Early fall finds Chinook salmon entering the Muskegon river on their annual spawning run and October is the peak month for this.  Right behind them are fall Steelhead, fresh from lake Michigan and feeding aggressively on loose flowing eggs and nymphs, which are kicked up during the salmon spawning process. Fall Steelhead are considered by many to be the most explosive and acrobatic freshwater fish of any in the United States.   Resident Rainbow and Brown trout are keyed in on these same eggs and nymphs and some of the largest trout of the year show themselves during this feeding frenzy.  Warmwater species such as Smallmouth Bass and Pike are wrapping up their fall/early winter buffet and begin migrating towards their wintering grounds.  Average daytime temperatures range from the mid 30’s to upper 50’s.
----------
§ How to complete this task:
In the Muskegon River text, which month is the peak of the Chinook salmon spawning run?
----------
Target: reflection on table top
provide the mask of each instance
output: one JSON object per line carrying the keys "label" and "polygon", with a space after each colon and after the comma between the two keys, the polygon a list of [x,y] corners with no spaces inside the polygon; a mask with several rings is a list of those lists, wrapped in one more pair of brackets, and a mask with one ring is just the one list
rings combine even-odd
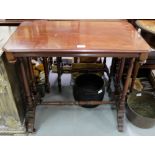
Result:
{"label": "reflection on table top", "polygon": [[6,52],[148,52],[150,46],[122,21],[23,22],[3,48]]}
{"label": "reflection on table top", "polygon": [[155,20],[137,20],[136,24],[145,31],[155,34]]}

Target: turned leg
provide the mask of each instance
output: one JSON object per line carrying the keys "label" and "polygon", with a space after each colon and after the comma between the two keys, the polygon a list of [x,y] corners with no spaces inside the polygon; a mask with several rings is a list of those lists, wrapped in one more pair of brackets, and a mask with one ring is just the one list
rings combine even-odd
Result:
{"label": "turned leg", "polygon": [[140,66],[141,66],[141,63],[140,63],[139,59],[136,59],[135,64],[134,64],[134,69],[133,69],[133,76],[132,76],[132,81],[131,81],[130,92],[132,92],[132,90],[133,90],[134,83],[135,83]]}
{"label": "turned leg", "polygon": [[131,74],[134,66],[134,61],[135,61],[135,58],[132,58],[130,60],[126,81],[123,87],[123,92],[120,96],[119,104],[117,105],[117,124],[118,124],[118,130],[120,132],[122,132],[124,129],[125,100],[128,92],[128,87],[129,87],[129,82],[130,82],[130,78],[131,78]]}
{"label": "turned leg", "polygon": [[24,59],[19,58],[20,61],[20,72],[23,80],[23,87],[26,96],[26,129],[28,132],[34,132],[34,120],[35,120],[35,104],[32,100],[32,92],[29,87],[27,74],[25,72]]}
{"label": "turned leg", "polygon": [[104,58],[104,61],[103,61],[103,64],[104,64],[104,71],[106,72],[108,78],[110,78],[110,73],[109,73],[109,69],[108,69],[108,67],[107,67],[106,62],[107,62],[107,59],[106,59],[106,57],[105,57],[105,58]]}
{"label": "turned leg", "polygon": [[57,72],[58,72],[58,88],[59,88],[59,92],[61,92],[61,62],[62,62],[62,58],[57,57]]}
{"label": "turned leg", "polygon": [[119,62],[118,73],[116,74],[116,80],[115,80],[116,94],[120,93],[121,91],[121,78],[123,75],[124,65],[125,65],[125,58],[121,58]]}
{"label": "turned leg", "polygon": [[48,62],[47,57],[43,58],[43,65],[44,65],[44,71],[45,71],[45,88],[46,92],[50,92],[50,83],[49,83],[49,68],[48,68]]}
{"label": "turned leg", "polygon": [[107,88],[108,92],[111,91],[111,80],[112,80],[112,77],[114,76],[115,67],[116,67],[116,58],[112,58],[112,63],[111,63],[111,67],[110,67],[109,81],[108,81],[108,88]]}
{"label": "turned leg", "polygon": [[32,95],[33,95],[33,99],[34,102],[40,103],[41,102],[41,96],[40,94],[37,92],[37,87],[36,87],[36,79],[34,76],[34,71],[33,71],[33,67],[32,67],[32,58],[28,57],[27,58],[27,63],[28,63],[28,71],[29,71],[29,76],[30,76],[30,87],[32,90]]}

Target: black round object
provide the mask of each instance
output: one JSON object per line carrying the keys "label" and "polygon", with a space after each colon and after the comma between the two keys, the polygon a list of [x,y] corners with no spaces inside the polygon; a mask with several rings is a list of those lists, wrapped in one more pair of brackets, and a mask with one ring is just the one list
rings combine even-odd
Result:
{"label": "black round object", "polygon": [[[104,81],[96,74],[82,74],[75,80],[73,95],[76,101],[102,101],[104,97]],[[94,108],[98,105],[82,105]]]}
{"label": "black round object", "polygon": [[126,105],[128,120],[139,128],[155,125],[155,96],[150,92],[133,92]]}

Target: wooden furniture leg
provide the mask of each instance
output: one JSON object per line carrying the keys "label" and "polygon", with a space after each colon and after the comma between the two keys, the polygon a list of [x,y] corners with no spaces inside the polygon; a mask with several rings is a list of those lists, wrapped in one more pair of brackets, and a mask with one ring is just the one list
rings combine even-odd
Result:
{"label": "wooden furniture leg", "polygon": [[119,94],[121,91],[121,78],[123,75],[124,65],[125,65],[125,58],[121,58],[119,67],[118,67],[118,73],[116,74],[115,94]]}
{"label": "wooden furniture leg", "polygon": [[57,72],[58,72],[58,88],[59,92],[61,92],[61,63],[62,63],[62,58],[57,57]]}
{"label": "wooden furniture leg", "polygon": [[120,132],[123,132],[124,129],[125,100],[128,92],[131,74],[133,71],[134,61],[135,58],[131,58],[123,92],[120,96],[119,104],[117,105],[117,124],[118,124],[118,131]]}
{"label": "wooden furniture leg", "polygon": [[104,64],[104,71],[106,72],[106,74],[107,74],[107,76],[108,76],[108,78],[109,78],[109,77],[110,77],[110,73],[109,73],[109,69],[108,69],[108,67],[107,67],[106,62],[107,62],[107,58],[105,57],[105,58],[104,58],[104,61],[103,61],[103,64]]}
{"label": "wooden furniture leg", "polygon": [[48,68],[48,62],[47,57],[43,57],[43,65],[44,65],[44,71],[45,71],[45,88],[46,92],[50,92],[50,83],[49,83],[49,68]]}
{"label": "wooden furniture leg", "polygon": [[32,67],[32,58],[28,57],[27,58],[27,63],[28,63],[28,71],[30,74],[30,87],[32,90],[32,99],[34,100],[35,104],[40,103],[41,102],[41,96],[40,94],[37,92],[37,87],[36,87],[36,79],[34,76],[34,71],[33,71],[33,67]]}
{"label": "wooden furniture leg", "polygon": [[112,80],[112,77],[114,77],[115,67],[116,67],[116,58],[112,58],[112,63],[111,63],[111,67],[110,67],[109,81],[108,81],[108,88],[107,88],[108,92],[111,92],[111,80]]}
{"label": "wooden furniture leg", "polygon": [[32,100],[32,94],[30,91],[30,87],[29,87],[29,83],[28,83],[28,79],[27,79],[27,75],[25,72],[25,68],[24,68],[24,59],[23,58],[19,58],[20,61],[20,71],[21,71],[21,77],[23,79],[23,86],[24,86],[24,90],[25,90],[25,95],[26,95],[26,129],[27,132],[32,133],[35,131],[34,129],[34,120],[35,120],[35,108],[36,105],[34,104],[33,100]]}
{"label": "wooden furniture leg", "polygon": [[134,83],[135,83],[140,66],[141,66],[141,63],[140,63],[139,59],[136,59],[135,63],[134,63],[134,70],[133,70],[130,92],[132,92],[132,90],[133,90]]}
----------
§ The answer:
October